Segmentation mask data

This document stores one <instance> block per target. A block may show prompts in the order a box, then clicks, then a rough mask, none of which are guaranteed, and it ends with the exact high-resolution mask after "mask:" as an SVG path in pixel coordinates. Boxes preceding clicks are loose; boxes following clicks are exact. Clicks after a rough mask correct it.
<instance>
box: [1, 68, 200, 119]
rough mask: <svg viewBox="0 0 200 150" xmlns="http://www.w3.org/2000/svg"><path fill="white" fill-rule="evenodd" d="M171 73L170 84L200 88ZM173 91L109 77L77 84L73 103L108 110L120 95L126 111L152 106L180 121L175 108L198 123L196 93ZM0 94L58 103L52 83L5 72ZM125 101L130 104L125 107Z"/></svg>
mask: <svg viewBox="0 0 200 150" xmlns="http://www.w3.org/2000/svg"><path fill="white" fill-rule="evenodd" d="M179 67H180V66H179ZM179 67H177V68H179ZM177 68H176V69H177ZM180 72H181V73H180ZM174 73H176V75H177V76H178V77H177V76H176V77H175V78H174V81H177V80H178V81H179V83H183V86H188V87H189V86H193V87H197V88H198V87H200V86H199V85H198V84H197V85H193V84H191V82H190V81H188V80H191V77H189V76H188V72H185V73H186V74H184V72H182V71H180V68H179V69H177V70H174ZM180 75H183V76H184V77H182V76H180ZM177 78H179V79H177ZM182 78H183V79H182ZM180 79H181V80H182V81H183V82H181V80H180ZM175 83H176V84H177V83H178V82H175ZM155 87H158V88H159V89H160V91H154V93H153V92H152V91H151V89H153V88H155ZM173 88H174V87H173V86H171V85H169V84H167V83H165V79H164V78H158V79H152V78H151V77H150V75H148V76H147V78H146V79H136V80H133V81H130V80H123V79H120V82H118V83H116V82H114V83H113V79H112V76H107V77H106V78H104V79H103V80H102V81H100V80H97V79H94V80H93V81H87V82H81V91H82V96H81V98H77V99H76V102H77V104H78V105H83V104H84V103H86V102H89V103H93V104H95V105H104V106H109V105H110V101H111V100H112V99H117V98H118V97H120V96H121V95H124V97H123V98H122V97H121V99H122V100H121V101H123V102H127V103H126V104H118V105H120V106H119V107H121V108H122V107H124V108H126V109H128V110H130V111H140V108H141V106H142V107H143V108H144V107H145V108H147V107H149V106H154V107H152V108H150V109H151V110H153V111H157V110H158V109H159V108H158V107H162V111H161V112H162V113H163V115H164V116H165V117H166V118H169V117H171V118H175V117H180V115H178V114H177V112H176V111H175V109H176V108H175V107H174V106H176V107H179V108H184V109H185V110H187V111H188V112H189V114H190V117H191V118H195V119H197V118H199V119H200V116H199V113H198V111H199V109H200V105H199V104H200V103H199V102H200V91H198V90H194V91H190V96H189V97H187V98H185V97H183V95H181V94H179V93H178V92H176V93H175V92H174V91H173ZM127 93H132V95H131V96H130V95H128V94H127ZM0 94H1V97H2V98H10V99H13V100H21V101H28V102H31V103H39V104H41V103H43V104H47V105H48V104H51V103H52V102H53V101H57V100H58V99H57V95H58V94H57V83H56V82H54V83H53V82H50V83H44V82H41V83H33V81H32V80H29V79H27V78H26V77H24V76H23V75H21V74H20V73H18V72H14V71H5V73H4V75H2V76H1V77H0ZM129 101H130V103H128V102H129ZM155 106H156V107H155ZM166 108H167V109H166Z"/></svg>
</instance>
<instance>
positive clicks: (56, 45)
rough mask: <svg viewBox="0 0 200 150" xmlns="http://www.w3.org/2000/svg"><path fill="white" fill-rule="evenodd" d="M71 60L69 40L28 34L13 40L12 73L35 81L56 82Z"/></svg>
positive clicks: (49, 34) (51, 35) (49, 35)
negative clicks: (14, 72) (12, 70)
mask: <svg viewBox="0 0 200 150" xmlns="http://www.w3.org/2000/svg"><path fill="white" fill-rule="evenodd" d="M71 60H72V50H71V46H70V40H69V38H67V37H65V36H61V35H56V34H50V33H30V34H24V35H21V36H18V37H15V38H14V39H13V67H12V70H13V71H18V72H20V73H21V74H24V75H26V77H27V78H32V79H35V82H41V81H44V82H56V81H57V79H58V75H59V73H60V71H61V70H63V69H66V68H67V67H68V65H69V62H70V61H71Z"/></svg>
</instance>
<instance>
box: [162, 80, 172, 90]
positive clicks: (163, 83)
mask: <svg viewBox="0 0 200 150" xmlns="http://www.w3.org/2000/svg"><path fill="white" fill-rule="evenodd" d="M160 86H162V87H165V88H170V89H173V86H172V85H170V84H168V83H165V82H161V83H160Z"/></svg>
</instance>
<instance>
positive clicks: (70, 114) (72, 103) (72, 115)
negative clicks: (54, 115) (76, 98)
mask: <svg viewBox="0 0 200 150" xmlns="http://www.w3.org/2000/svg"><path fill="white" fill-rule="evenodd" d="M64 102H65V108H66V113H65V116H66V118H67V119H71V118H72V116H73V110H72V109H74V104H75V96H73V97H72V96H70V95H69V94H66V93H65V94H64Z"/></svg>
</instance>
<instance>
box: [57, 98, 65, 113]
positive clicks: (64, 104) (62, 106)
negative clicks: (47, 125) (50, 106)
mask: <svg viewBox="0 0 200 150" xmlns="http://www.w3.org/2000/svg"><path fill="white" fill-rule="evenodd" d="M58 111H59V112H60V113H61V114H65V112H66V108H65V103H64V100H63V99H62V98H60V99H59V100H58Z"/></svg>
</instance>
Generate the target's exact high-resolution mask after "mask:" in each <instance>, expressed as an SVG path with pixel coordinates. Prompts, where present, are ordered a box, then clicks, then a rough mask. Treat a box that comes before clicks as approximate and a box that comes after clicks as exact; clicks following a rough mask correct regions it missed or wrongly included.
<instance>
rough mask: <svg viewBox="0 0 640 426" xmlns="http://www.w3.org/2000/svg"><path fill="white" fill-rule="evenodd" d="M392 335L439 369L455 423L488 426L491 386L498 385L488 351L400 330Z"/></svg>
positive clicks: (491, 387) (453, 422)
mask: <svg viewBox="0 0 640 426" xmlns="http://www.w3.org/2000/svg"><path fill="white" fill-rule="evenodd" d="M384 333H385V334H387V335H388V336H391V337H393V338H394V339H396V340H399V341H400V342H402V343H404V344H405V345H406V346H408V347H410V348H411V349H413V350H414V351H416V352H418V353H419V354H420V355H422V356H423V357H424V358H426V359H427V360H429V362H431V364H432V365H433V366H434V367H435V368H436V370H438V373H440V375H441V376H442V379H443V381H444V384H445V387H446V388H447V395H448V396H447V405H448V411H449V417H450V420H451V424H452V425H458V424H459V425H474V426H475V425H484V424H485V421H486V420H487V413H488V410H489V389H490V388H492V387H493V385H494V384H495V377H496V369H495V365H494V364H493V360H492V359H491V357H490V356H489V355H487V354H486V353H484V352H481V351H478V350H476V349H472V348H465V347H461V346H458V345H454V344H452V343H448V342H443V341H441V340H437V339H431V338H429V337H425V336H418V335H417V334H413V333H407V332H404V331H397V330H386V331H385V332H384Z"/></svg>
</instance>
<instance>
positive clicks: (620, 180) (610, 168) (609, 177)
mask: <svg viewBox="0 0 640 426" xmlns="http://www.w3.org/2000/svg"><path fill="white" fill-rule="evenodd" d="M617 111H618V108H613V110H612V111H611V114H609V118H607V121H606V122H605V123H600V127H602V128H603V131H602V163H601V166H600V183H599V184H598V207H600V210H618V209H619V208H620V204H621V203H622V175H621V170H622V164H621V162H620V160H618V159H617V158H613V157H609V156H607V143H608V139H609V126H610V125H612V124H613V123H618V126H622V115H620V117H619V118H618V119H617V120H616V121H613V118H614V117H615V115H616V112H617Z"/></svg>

## What the task asks
Can you reproduce the records above, swapping every "positive clicks" for "foreground clicks" and keeping everything else identical?

## Result
This document stores one <instance> block per target. A block may show prompts in the order a box, then clicks, then a rough mask, none of which are guaranteed, and it ends with the exact high-resolution mask after "mask:" as an SVG path in pixel coordinates. Boxes preceding clicks are loose; boxes following clicks are exact. Clicks after a rough mask correct it.
<instance>
box: [1, 68, 200, 119]
rough mask: <svg viewBox="0 0 200 150" xmlns="http://www.w3.org/2000/svg"><path fill="white" fill-rule="evenodd" d="M171 73L170 84L200 88ZM173 91L109 77L77 84L73 103L108 110L120 95L126 111L152 106L180 121L175 108L198 123L196 93ZM0 94L58 103L52 83L5 72ZM125 101L130 104L125 107Z"/></svg>
mask: <svg viewBox="0 0 200 150" xmlns="http://www.w3.org/2000/svg"><path fill="white" fill-rule="evenodd" d="M179 67H180V66H179ZM179 67H177V68H179ZM177 68H176V69H177ZM180 72H181V73H180ZM174 73H176V75H177V76H178V77H177V76H176V77H175V78H174V81H177V80H178V81H179V83H183V86H188V87H189V86H193V87H197V88H198V87H200V86H199V85H198V84H197V85H193V84H191V82H190V81H188V80H191V77H189V76H188V72H185V73H186V74H184V72H182V71H180V68H179V69H177V70H174ZM180 75H183V76H184V77H182V76H180ZM177 78H179V79H177ZM182 78H183V79H182ZM180 79H181V80H182V81H183V82H181V80H180ZM175 83H176V84H177V83H178V82H175ZM155 87H158V88H159V89H160V91H154V93H153V92H152V91H151V89H153V88H155ZM173 88H174V87H173V86H171V85H169V84H167V83H165V79H164V78H158V79H152V78H151V77H150V75H148V76H147V78H146V79H136V80H133V81H130V80H123V79H120V82H118V83H116V82H114V83H113V79H112V76H107V77H106V78H104V79H103V80H102V81H100V80H97V79H94V80H93V81H87V82H81V91H82V96H81V98H77V99H76V102H77V104H78V105H83V104H84V103H86V102H89V103H93V104H95V105H104V106H109V105H110V101H111V100H112V99H117V98H118V97H120V96H121V95H124V97H123V98H122V97H121V99H122V100H121V101H123V102H127V103H126V104H118V105H120V106H119V107H121V108H122V107H124V108H126V109H128V110H130V111H140V108H141V106H142V107H143V108H144V107H145V108H147V107H149V106H154V107H152V108H150V109H151V110H153V111H157V110H158V109H159V108H158V107H162V111H161V112H162V113H163V115H164V116H165V117H166V118H169V117H171V118H175V117H180V115H178V114H177V112H176V111H175V109H176V108H175V107H174V106H176V107H179V108H184V109H185V110H187V111H188V112H189V114H190V117H191V118H195V119H197V118H199V119H200V116H199V113H198V111H199V109H200V105H199V104H200V103H199V102H200V91H198V90H194V91H190V96H189V97H187V98H185V97H183V95H181V94H179V93H178V92H176V93H175V92H174V91H173ZM127 93H132V95H131V96H130V95H128V94H127ZM0 94H1V97H2V98H10V99H13V100H21V101H28V102H31V103H39V104H41V103H43V104H47V105H48V104H51V103H52V102H53V101H57V100H58V99H57V95H58V94H57V83H56V82H54V83H53V82H50V83H44V82H41V83H33V81H32V80H29V79H27V78H26V77H24V76H23V75H21V74H20V73H18V72H14V71H5V73H4V75H2V76H1V77H0ZM129 101H130V103H128V102H129ZM155 106H156V107H155ZM166 108H167V109H166Z"/></svg>
</instance>
<instance>
foreground clicks: (56, 45)
rough mask: <svg viewBox="0 0 200 150" xmlns="http://www.w3.org/2000/svg"><path fill="white" fill-rule="evenodd" d="M71 60L69 40L28 34L13 40L12 73L35 81L56 82Z"/></svg>
foreground clicks: (49, 34) (51, 35) (49, 35)
negative clicks: (14, 72) (12, 70)
mask: <svg viewBox="0 0 200 150" xmlns="http://www.w3.org/2000/svg"><path fill="white" fill-rule="evenodd" d="M71 60H72V50H71V46H70V40H69V38H67V37H65V36H61V35H56V34H50V33H30V34H24V35H21V36H18V37H15V38H14V39H13V67H12V70H13V71H18V72H20V73H21V74H24V75H26V77H27V78H32V79H35V82H41V81H44V82H56V81H57V79H58V75H59V73H60V71H61V70H63V69H66V68H67V67H68V65H69V62H70V61H71Z"/></svg>
</instance>
<instance>
box: [162, 80, 172, 90]
foreground clicks: (163, 83)
mask: <svg viewBox="0 0 200 150" xmlns="http://www.w3.org/2000/svg"><path fill="white" fill-rule="evenodd" d="M160 86H162V87H165V88H170V89H173V86H172V85H170V84H168V83H165V82H161V83H160Z"/></svg>
</instance>
<instance>
foreground clicks: (70, 114) (72, 103) (72, 115)
negative clicks: (54, 115) (76, 98)
mask: <svg viewBox="0 0 200 150" xmlns="http://www.w3.org/2000/svg"><path fill="white" fill-rule="evenodd" d="M64 102H65V108H66V113H65V116H66V118H67V119H71V118H72V116H73V110H72V109H74V104H75V96H73V97H72V96H70V95H69V94H66V93H65V94H64Z"/></svg>
</instance>
<instance>
box: [57, 98, 65, 113]
foreground clicks: (64, 104) (62, 106)
negative clicks: (47, 125) (50, 106)
mask: <svg viewBox="0 0 200 150" xmlns="http://www.w3.org/2000/svg"><path fill="white" fill-rule="evenodd" d="M58 111H59V112H60V113H61V114H65V112H66V108H65V103H64V100H63V99H62V98H60V99H59V100H58Z"/></svg>
</instance>
Generate the target's exact high-resolution mask after "mask:" in each <instance>, expressed as an SVG path with pixel coordinates. Prompts, where present, are ordered a box, then clicks, then a rough mask. Treat a box that comes before clicks as approximate and a box that comes after clicks as exact; clicks following a rough mask correct regions it missed or wrongly included.
<instance>
rough mask: <svg viewBox="0 0 640 426" xmlns="http://www.w3.org/2000/svg"><path fill="white" fill-rule="evenodd" d="M392 335L439 369L455 423L488 426L491 386L498 385L488 351L400 330Z"/></svg>
foreground clicks: (491, 387) (453, 422)
mask: <svg viewBox="0 0 640 426" xmlns="http://www.w3.org/2000/svg"><path fill="white" fill-rule="evenodd" d="M384 333H385V334H387V335H388V336H391V337H393V338H394V339H396V340H399V341H400V342H402V343H404V344H405V345H406V346H408V347H410V348H411V349H413V350H414V351H416V352H418V353H419V354H420V355H422V356H423V357H424V358H426V359H427V360H429V362H431V364H432V365H433V366H434V367H435V368H436V370H438V373H440V375H441V376H442V379H443V381H444V384H445V387H446V388H447V395H448V396H447V405H448V411H449V417H450V420H451V424H452V425H458V424H459V425H474V426H475V425H484V424H485V421H486V420H487V413H488V410H489V389H490V388H492V387H493V385H494V384H495V377H496V369H495V365H494V364H493V360H492V359H491V357H490V356H489V355H487V354H486V353H484V352H481V351H478V350H476V349H472V348H465V347H461V346H458V345H454V344H452V343H448V342H443V341H441V340H437V339H431V338H429V337H425V336H418V335H417V334H413V333H407V332H404V331H397V330H386V331H385V332H384Z"/></svg>
</instance>
<instance>
foreground clicks: (620, 180) (610, 168) (609, 177)
mask: <svg viewBox="0 0 640 426" xmlns="http://www.w3.org/2000/svg"><path fill="white" fill-rule="evenodd" d="M617 111H618V108H613V110H612V111H611V114H609V118H607V121H606V122H605V123H600V127H602V128H603V131H602V163H601V166H600V183H599V184H598V207H600V210H618V209H619V208H620V204H621V203H622V175H621V170H622V164H621V162H620V160H618V159H617V158H613V157H609V156H607V143H608V139H609V126H610V125H612V124H613V123H618V126H622V115H620V117H619V118H618V119H617V120H616V121H613V118H614V117H615V115H616V112H617Z"/></svg>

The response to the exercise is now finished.